BEGIN

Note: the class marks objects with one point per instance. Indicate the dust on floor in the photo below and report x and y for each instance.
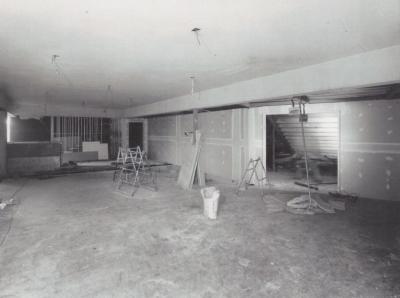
(73, 236)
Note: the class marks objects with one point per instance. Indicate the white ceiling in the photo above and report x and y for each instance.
(145, 50)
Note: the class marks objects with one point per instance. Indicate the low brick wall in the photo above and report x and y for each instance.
(29, 158)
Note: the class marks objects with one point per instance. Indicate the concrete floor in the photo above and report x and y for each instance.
(72, 236)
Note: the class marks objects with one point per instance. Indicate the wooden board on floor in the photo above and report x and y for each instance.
(188, 168)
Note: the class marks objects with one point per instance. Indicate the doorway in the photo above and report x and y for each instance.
(285, 149)
(136, 135)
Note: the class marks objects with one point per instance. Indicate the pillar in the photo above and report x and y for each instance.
(3, 143)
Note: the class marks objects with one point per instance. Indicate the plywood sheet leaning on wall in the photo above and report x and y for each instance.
(188, 168)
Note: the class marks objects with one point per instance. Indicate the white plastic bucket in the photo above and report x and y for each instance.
(210, 200)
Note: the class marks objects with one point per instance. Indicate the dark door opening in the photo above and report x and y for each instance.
(285, 149)
(136, 135)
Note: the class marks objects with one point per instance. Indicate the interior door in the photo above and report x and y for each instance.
(136, 135)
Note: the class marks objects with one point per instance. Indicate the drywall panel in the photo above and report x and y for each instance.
(79, 156)
(37, 149)
(370, 149)
(162, 126)
(371, 122)
(3, 143)
(162, 150)
(216, 124)
(101, 148)
(371, 175)
(217, 160)
(29, 165)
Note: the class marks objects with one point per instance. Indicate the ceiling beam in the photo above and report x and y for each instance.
(361, 70)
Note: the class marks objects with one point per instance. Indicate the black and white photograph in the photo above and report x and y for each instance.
(199, 149)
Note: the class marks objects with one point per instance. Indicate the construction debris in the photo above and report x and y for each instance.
(190, 167)
(254, 170)
(305, 205)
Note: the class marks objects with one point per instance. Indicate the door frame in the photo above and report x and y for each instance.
(145, 130)
(260, 146)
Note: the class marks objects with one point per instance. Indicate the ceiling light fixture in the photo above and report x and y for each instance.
(196, 32)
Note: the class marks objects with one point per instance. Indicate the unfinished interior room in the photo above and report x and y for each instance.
(199, 148)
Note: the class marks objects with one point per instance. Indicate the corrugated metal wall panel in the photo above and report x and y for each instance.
(321, 132)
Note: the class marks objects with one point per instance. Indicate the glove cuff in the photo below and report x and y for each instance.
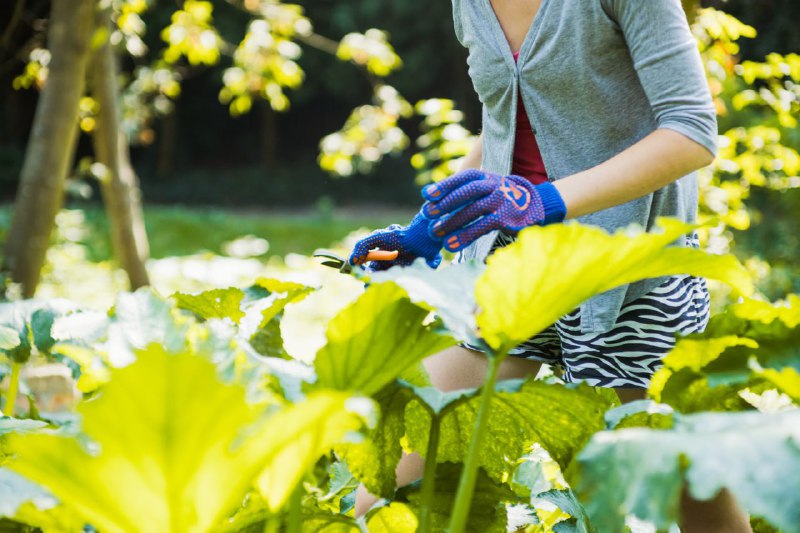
(419, 240)
(554, 208)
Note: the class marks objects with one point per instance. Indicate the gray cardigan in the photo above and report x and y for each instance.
(596, 76)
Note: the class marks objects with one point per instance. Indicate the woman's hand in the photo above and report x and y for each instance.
(410, 241)
(473, 203)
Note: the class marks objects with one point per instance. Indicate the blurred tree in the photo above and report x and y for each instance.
(118, 182)
(52, 142)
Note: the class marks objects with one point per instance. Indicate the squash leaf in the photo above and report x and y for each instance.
(168, 449)
(642, 471)
(375, 339)
(550, 270)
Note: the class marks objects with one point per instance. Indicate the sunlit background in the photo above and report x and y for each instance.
(259, 129)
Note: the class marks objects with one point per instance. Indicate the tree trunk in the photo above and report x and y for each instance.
(52, 142)
(168, 144)
(119, 186)
(269, 136)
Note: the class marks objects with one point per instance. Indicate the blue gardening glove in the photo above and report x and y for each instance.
(472, 203)
(411, 241)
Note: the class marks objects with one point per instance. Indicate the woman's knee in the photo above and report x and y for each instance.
(461, 368)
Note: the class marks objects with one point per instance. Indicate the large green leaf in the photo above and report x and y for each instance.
(163, 458)
(216, 303)
(32, 320)
(267, 339)
(568, 503)
(299, 435)
(15, 491)
(449, 291)
(139, 319)
(375, 339)
(642, 471)
(487, 513)
(561, 419)
(374, 460)
(549, 271)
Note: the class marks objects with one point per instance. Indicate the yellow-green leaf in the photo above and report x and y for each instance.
(173, 448)
(549, 271)
(374, 339)
(303, 433)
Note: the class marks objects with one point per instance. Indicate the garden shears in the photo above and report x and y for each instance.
(343, 265)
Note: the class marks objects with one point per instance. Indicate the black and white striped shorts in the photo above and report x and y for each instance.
(627, 355)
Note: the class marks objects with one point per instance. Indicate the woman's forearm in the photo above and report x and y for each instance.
(650, 164)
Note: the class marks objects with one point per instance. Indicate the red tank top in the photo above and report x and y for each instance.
(527, 160)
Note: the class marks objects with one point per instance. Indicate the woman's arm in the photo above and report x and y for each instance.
(655, 161)
(668, 65)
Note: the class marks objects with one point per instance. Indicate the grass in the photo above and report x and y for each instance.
(178, 231)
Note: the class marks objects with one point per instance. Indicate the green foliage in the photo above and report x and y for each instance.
(443, 141)
(218, 303)
(264, 63)
(393, 518)
(375, 339)
(488, 509)
(756, 103)
(371, 50)
(750, 343)
(191, 35)
(375, 459)
(15, 491)
(267, 339)
(559, 418)
(642, 471)
(544, 291)
(187, 469)
(449, 291)
(370, 133)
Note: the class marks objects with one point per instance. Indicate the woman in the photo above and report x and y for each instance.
(595, 110)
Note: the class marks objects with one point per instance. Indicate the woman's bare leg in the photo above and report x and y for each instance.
(452, 369)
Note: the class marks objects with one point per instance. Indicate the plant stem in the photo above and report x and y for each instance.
(13, 387)
(294, 523)
(469, 475)
(429, 476)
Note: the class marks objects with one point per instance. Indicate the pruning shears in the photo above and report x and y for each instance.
(343, 265)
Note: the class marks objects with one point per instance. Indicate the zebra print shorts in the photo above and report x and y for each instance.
(627, 355)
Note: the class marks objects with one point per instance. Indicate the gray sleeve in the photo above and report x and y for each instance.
(668, 63)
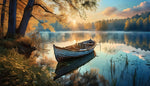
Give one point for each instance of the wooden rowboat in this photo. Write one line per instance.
(66, 67)
(74, 51)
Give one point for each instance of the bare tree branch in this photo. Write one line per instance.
(37, 19)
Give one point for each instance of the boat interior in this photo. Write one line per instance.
(81, 46)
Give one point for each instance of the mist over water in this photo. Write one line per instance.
(123, 58)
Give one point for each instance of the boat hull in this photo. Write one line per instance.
(63, 54)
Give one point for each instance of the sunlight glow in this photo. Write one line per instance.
(74, 41)
(74, 22)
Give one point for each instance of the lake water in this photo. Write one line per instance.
(122, 58)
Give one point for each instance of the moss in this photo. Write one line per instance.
(15, 70)
(23, 45)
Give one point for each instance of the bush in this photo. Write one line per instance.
(15, 70)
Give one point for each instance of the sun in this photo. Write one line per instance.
(74, 22)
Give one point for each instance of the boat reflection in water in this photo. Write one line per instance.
(70, 65)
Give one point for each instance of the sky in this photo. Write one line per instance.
(116, 9)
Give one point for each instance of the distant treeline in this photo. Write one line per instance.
(136, 23)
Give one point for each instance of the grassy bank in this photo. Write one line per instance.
(16, 69)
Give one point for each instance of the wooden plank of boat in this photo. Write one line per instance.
(68, 66)
(74, 51)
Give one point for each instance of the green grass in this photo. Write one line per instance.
(18, 71)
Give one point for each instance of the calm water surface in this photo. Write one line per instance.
(123, 58)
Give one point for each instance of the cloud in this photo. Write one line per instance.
(109, 11)
(128, 12)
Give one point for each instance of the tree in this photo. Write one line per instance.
(65, 7)
(2, 17)
(127, 24)
(139, 23)
(145, 24)
(12, 18)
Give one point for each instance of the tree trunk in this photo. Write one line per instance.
(26, 17)
(12, 18)
(2, 18)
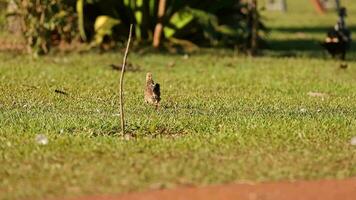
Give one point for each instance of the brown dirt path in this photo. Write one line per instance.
(300, 190)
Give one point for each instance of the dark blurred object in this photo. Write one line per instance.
(152, 91)
(338, 39)
(343, 66)
(13, 20)
(60, 92)
(276, 5)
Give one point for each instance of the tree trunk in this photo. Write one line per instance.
(159, 26)
(255, 28)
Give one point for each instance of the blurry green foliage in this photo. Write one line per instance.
(47, 23)
(217, 23)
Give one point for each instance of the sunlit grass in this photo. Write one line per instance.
(223, 118)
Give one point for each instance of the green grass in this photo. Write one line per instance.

END

▸ **Exercise prompt**: Your output should be an exact copy of every line from the one containing "Give one point for each instance of the brown" through the end of the records.

▸ **Response to this exercise**:
Give one point for each instance of the brown dirt path in this photo. Write one line per instance.
(300, 190)
Give one point for each instance of the dark blurred object in this photo. Write one line per instance.
(152, 91)
(338, 39)
(343, 66)
(13, 20)
(60, 92)
(276, 5)
Give one point for each instance of the tree trunk in this photo. Write one line per instance.
(159, 26)
(255, 28)
Give one point for each instance of the blurry green foliage in this photo. Write one line per instance.
(47, 23)
(217, 23)
Give one point for each instance of the sunlit grass in this photo. Write one line per instance.
(223, 118)
Give one point for each instance of the green grass in this photo. Write one line per instance.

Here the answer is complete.